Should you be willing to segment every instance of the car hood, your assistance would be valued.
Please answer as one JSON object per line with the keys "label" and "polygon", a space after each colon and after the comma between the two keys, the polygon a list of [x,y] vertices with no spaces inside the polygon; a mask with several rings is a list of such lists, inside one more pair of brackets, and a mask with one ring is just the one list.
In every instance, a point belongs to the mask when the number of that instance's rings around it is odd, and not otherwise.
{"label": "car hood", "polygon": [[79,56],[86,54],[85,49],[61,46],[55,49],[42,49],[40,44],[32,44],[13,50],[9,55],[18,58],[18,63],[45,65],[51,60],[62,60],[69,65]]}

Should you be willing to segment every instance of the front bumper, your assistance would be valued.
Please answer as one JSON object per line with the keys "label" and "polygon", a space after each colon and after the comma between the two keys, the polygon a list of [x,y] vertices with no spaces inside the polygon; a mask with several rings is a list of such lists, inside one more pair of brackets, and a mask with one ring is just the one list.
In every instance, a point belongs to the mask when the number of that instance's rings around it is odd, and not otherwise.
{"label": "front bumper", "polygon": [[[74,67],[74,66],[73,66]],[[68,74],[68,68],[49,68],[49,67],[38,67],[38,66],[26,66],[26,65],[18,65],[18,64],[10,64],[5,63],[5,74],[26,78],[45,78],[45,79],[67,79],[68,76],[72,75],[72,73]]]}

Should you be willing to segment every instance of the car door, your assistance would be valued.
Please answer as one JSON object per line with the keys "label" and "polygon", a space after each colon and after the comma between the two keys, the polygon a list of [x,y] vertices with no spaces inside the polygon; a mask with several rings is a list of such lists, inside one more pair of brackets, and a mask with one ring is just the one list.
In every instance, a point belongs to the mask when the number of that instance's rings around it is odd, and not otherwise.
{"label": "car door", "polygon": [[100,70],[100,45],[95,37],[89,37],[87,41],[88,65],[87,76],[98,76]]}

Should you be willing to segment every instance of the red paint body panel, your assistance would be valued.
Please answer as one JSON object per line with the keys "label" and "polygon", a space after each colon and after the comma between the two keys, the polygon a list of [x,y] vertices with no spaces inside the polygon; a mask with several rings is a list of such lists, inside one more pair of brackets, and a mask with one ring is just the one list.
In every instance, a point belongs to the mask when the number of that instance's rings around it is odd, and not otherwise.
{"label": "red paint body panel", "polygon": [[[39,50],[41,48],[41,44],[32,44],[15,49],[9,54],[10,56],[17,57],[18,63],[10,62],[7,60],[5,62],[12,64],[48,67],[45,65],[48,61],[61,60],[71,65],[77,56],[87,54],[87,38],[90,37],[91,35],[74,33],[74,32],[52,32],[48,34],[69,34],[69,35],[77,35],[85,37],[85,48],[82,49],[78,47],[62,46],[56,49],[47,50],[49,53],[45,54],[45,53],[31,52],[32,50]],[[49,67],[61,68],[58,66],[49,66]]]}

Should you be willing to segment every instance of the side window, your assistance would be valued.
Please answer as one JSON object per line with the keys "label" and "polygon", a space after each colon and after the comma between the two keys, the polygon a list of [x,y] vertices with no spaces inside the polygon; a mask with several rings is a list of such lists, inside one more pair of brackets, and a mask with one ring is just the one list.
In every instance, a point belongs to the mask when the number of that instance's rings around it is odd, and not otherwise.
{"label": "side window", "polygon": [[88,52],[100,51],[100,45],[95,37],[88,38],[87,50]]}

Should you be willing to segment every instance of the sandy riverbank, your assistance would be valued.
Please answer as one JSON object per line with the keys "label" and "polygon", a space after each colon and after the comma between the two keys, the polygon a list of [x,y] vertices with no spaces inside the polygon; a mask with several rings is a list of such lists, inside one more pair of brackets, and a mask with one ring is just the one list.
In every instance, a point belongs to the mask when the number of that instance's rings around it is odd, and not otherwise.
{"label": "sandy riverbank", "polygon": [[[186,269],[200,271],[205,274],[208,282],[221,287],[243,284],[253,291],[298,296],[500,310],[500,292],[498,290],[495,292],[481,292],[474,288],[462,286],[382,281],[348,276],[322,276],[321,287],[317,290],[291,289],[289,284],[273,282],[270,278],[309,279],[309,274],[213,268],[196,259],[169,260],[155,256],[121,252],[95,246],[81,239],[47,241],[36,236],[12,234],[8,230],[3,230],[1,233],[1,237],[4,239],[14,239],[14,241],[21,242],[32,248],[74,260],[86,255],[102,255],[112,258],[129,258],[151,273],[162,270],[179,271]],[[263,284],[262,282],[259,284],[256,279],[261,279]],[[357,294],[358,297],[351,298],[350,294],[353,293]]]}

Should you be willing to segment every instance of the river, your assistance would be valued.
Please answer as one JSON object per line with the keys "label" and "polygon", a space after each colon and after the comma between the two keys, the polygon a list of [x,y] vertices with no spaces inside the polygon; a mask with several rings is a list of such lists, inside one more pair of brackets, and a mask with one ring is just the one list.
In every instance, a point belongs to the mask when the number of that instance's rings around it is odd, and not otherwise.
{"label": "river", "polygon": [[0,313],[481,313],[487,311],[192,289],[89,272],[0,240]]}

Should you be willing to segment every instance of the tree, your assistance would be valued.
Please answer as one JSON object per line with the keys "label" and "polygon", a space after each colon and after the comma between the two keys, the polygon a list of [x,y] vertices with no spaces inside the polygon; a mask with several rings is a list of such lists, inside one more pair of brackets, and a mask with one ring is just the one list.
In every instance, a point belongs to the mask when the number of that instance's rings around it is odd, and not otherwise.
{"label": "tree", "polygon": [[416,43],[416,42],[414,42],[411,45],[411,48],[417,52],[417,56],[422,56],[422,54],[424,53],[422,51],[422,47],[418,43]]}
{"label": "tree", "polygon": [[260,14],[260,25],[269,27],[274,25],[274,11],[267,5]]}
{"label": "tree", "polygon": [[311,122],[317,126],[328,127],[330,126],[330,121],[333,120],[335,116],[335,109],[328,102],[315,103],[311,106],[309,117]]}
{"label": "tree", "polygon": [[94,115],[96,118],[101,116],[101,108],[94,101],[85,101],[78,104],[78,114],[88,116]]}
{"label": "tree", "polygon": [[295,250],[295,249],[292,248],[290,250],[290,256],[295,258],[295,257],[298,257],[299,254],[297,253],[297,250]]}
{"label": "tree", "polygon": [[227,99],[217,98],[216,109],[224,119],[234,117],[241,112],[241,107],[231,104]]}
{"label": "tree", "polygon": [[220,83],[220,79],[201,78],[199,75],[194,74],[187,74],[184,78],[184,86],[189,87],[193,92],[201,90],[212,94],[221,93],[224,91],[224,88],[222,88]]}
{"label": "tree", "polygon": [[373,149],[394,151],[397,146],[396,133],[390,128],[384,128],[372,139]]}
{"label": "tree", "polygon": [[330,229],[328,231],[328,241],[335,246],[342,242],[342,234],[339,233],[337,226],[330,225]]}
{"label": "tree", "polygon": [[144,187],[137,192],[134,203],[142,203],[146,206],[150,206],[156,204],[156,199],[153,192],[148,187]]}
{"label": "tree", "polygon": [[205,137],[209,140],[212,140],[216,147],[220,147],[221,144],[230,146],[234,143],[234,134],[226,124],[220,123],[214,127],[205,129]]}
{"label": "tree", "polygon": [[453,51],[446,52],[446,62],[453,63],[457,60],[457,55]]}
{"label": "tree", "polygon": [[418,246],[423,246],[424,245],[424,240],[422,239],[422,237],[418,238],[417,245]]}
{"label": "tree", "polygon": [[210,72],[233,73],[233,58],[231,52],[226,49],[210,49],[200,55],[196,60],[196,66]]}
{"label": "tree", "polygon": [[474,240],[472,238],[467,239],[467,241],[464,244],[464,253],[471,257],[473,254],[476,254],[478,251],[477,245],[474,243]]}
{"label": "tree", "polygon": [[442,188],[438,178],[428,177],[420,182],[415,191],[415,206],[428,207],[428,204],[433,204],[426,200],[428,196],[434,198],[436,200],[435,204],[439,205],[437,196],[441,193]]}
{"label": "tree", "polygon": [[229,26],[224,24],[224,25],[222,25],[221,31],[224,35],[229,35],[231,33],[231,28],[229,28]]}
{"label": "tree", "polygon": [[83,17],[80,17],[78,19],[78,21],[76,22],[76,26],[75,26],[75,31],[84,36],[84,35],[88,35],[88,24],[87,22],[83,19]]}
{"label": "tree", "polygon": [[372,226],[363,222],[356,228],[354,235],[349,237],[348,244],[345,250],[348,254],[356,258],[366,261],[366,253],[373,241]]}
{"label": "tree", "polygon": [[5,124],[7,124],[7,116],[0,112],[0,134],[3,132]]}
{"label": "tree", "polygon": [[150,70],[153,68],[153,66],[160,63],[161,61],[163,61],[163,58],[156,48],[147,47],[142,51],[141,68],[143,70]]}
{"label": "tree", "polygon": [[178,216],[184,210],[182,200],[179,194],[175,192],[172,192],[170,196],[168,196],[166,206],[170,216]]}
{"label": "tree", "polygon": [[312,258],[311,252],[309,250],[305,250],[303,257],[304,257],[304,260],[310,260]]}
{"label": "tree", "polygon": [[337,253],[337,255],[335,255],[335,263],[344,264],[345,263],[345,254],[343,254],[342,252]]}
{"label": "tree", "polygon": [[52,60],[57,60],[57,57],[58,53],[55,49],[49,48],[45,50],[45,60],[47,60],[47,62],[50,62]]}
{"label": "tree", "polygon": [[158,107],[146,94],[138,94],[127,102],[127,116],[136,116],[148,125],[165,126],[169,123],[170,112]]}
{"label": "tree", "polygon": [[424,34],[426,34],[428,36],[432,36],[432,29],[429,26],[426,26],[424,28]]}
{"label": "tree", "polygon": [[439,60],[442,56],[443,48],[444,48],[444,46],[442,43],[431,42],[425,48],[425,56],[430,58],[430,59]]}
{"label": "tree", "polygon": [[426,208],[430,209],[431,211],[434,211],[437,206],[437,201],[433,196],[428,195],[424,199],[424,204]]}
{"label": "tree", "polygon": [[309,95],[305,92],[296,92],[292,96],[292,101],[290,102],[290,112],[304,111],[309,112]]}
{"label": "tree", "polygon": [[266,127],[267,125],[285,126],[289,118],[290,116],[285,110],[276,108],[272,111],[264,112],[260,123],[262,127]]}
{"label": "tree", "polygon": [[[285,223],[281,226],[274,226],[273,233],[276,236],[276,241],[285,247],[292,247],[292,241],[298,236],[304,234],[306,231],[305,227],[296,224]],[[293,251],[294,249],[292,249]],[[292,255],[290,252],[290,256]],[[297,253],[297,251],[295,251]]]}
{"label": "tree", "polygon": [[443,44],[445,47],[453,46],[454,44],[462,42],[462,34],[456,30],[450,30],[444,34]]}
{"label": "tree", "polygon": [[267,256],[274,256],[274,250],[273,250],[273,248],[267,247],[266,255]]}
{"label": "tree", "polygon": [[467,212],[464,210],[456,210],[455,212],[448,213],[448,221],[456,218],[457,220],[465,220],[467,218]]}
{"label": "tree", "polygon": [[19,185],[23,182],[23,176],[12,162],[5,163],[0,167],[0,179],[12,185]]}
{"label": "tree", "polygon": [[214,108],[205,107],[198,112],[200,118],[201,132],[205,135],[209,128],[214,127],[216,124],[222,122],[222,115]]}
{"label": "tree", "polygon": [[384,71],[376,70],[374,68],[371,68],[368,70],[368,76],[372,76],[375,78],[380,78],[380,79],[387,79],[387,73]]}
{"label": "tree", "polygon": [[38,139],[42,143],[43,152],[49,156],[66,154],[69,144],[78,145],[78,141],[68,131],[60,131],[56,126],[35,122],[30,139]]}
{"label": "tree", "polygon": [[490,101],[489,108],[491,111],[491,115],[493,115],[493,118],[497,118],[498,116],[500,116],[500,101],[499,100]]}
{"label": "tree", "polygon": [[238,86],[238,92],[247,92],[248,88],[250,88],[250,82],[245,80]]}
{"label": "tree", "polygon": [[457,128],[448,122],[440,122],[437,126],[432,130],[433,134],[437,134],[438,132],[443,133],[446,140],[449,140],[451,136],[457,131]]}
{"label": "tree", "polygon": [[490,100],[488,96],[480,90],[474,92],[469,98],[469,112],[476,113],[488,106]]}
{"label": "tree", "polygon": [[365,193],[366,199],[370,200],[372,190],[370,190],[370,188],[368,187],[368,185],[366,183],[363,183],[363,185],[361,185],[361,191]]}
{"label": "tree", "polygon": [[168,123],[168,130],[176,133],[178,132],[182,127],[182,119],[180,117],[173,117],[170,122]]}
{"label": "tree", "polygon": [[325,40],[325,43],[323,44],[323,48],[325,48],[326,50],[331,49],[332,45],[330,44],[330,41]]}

◇ ◇ ◇ ◇ ◇

WORK ORDER ::
Search the data above for the string "your" and copy each line that has it.

PROBLEM SOLUTION ::
Should you be willing to segment every instance of the car hood, your assistance would be valued.
Should you be willing to segment every instance of the front bumper, your assistance would be valued.
Should you be willing to segment every instance of the car door, your assistance would be valued.
Should you be willing to segment every instance of the red paint body panel, your assistance would be valued.
Should you be willing to segment every instance of the side window, your assistance would be valued.
Should you be willing to segment every instance of the sandy riverbank, your assistance would be valued.
Should you be willing to segment every instance of the river, your assistance would be valued.
Should you be willing to segment every instance of the tree, your assistance would be valued.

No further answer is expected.